• EXERCISE GOAL
How many lines of the records below contain the string "shirt"? Case matters. Reply with the number only.

*-*-*

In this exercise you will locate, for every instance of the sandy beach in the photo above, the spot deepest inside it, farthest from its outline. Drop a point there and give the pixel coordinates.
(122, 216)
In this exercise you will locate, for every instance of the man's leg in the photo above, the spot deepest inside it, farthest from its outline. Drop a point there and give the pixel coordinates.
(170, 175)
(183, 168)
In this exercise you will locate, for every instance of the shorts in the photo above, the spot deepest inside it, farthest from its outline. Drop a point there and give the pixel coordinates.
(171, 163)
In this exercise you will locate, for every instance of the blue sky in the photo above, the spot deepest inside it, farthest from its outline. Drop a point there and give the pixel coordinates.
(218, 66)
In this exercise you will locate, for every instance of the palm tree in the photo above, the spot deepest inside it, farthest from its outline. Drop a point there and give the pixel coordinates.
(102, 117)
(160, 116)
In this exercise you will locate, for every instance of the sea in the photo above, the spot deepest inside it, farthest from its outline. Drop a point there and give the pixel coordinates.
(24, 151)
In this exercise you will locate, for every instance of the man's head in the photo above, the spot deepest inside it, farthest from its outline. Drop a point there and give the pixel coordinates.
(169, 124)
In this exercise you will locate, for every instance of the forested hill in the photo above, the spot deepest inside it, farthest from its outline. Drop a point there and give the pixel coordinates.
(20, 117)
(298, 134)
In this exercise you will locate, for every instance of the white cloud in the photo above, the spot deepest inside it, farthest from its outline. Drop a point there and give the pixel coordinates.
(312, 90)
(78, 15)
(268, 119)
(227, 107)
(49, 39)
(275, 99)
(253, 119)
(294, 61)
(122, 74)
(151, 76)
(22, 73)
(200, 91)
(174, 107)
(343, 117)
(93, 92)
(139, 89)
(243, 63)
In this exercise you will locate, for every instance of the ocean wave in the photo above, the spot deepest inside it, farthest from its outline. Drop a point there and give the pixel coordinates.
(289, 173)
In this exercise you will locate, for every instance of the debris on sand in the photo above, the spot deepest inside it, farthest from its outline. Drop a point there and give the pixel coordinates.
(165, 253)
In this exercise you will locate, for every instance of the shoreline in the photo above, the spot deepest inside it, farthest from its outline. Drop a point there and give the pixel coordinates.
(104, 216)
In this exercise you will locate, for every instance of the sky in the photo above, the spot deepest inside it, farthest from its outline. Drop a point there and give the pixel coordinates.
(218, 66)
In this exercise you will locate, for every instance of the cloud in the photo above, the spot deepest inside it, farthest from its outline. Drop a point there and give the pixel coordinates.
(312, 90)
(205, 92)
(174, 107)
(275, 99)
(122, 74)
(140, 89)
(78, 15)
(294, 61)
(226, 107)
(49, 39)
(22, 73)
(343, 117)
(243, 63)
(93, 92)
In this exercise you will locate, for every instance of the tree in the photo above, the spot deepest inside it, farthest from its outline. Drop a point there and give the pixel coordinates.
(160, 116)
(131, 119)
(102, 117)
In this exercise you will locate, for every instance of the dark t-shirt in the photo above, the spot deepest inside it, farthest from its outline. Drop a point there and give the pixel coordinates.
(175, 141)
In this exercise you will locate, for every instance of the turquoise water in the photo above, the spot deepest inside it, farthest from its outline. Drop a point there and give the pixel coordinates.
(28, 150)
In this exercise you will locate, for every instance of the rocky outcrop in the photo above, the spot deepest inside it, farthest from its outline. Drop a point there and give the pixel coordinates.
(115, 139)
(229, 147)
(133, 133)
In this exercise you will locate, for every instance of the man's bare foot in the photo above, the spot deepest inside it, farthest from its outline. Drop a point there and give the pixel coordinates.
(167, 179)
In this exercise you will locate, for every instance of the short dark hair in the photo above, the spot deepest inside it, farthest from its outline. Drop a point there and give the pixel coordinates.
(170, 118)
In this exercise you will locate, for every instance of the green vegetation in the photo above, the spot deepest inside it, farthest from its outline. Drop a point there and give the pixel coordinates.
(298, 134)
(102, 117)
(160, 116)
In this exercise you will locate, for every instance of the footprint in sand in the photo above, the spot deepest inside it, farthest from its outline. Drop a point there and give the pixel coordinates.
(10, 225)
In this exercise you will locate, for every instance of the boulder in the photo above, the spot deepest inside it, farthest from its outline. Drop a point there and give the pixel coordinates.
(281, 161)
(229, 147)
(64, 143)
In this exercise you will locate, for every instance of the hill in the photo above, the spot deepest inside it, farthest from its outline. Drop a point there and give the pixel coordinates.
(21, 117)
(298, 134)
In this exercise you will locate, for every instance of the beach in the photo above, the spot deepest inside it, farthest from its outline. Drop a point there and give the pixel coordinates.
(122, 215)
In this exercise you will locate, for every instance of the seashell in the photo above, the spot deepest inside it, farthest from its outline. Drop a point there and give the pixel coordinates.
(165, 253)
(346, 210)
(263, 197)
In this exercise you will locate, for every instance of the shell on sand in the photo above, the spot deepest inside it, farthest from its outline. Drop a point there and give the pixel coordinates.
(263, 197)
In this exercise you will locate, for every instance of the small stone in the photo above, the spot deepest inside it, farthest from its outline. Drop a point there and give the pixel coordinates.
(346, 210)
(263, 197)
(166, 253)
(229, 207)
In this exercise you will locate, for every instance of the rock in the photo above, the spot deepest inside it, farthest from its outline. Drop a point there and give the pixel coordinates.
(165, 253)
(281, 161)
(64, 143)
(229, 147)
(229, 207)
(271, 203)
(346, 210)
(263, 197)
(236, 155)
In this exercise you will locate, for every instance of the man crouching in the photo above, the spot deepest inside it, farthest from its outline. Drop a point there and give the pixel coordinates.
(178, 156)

*-*-*

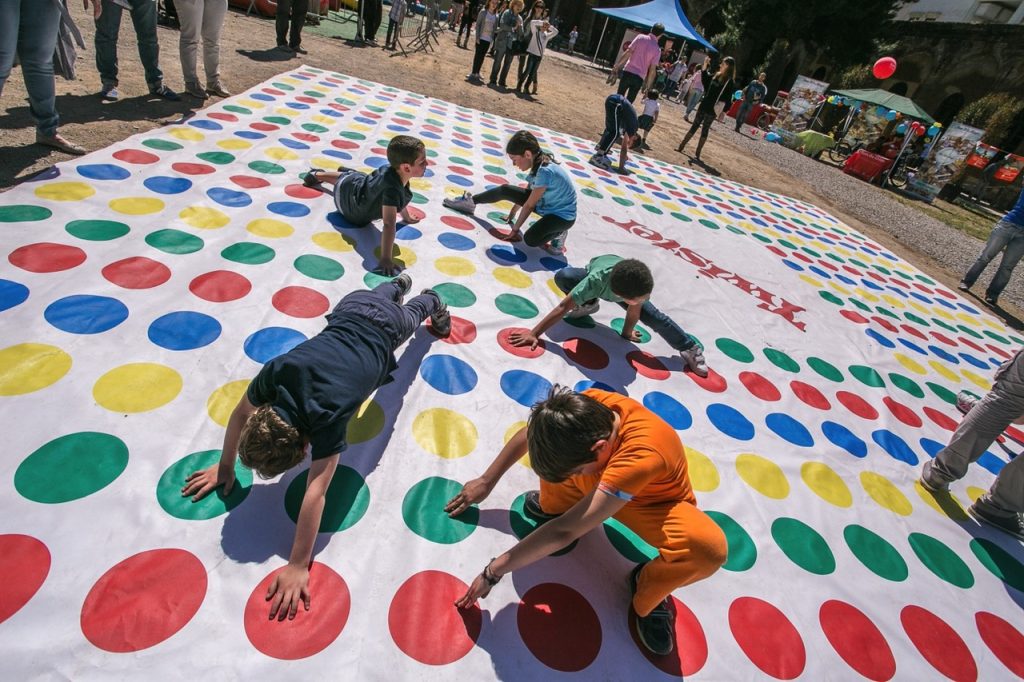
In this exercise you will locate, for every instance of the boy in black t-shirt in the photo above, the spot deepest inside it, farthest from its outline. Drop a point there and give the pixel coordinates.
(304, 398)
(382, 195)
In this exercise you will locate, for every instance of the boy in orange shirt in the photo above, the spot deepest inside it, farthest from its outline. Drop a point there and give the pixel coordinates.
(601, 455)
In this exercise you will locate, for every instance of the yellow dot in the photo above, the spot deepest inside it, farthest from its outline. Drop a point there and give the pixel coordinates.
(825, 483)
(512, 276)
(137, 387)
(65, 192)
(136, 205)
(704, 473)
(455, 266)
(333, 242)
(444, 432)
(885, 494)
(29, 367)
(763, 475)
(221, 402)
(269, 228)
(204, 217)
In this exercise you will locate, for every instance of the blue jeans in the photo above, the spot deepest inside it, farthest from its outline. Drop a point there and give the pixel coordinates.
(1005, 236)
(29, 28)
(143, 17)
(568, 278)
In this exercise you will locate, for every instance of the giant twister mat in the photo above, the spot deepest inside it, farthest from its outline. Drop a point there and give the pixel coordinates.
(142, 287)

*-*-*

• RESPONSE FOR THIS EXERCISE
3